- EXCERPT PROVIDED -

Director of the National Health Research Institutes' Division of Cancer Research Jacqueline Whang-Peng (彭汪嘉康) was yesterday named as the first laureate of the L'Oreal Taiwan Outstanding Woman Scientist Award in Taipei for her lifetime achievement in cancer research and her contribution to Taiwan in the field of medicine.
Whang-Peng will represent Taiwan in March when she attends the L'oreal-UNESCO For Women in Science Award ceremony in Paris, France.
The L'oreal-UNESCO Award is widely considered the "Women's Nobel Prize" in the science field and was established in 1998 to laud the achievements of women scientists, "who are under-represented for their achievements," said the founder of the award, 1971 Nobel Prize Laureate Christina De Duve upon its establishment.
This year, the L'Oreal Taiwan Outstanding Woman Scientist Award, its Taiwanese-spinoff, was founded collaboratively by the Wu Chien-shiung Education Foundation and L'Oreal Taiwan, "since Taiwan is not a UN member, but the country contains many outstanding female scientists worthy of recognition," L'Oreal Taiwan's CEO Alvin Hew (丘泰謙) said.
The Wu Chien-shiung Education Foundation was founded by four Nobel Prize Laureates, Yang Chen-ning (楊振寧), Lee Tsung-dao (李政道), Ting Chao-chung (丁肇中) and Lee Yuan-tseh (李遠哲), in memory of one of Taiwan's greatest female physicists, Wu Chien-Shiung (吳健雄), in 1995.
Upon graduating from National Taiwan University (NTU) Medical School in 1956, Whang-Peng became the first female surgical intern in Taiwan, an achievement that contributed to her receiving a National Outstanding Female Youth Award in 1968, said Academia Sinica Academician Wu Cheng-wen (吳成文) at the award ceremony. Wu nominated Whang-Peng for the award and is a long-time research partner and friend.
Whang-Peng later completed her residency in the US, Wu said.
"One cannot always plan one's life," Whang-Peng told the audience.
After finishing her residency, Whang-Peng was originally offered a job at the Tufts University Affiliated Hospital, she said.
"I asked my then future supervisor to postpone my start date by one week because I was getting married." she said. "They told me that since it would be difficult for me to tend to the busy schedule required, I need not return to the hospital."
As such, Whang-Peng went into the field of medical research, and, between 1960 and 1993, was a research fellow at the US National Health Research Institute, she said.
Being a pioneer in cancer genetics, cytogenetics and therapeutics, she has so far authored more than 365 publications; her research in tumor cell chromosomal alternations earned her the Arthur Flemming Award in 1972, making her the first female and foreign recipient in the history of the award, she said.
"What drove me to go on in my research was constantly reminding myself how I could help cancer patients," Whang-Peng said.
When she returned to Taiwan in 1993, the quality of local cancer care lagged behind US standards by about 15 years, Wu said.
Whang-Peng led a team of researchers to promote basic molecular genetic research and basic mechanism of carcinogenesis, and worked closely with US cancer expert, Paul Carbone, in training young clinical oncology researchers, physicians and nurses -- the trainees later became local experts in the field, Wu said.
In addition, Whang-Peng actively promoted cancer prevention in the country, and introduced the "five-a-day [fruits and vegetables]" concept to Taiwanese, Wu said.

- TASK STATEMENT -
Answer these questions from the article on Jacqueline Whang-Peng's award:
(a) In what year was the L'Oreal-UNESCO For Women in Science Award established?
(b) In what year was the Wu Chien-shiung Education Foundation founded?
(c) Which award did Whang-Peng receive in 1972 for her research in tumor cell chromosomal alternations?

- DATA TO EXAMINE -
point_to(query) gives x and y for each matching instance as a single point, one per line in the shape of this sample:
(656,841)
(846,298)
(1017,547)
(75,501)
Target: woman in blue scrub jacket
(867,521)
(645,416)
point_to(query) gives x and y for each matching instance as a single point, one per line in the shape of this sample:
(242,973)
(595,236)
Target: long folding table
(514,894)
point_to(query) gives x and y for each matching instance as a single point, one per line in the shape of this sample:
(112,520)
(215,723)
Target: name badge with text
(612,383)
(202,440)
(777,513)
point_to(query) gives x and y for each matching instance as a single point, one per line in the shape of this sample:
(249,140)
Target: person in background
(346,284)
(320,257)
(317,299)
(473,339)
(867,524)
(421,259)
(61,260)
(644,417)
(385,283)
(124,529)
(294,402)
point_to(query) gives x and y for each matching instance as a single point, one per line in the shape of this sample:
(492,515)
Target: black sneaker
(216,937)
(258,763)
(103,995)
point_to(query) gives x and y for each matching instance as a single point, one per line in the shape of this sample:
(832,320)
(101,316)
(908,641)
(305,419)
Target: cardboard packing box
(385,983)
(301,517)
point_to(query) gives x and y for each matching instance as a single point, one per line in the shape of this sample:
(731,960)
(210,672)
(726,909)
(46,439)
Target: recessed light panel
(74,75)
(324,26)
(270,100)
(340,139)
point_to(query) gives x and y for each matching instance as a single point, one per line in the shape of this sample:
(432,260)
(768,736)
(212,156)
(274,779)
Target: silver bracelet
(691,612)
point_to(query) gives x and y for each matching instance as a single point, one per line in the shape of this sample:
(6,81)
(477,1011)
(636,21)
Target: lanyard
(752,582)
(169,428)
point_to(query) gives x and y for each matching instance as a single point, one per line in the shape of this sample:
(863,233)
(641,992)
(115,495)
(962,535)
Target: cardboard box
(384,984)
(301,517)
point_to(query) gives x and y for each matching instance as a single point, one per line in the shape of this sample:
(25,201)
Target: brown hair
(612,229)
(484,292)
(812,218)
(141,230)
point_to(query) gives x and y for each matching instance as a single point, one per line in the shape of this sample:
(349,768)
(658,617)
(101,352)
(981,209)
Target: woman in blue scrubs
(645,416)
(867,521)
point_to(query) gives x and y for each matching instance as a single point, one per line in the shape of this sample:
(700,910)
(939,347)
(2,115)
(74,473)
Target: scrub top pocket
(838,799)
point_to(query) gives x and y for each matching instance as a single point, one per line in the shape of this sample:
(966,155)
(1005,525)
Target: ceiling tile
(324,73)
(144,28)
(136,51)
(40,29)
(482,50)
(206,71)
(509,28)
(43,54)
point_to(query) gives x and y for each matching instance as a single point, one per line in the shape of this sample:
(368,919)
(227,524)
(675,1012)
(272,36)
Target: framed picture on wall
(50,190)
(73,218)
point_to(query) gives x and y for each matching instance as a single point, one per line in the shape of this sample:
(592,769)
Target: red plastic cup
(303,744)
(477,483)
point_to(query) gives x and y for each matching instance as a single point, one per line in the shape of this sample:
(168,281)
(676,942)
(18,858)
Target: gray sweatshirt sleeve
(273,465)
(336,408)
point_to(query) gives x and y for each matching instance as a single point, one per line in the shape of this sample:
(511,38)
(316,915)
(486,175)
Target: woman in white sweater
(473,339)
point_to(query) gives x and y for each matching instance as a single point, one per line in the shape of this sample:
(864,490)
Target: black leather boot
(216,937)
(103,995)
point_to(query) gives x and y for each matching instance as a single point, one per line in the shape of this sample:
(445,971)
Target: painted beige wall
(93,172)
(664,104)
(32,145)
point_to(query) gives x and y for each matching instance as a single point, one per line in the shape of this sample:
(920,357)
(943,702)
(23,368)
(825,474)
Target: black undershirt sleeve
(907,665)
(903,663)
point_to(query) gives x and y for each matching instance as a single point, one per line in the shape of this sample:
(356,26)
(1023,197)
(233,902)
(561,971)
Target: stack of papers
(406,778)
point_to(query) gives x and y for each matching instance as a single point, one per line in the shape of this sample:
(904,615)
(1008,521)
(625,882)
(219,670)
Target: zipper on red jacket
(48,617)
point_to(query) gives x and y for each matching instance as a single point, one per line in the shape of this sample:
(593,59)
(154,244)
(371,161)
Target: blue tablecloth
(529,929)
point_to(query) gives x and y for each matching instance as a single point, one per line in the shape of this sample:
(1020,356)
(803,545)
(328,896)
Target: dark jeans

- EXERCISE RESULT -
(a) 1998
(b) 1995
(c) The Arthur Flemming Award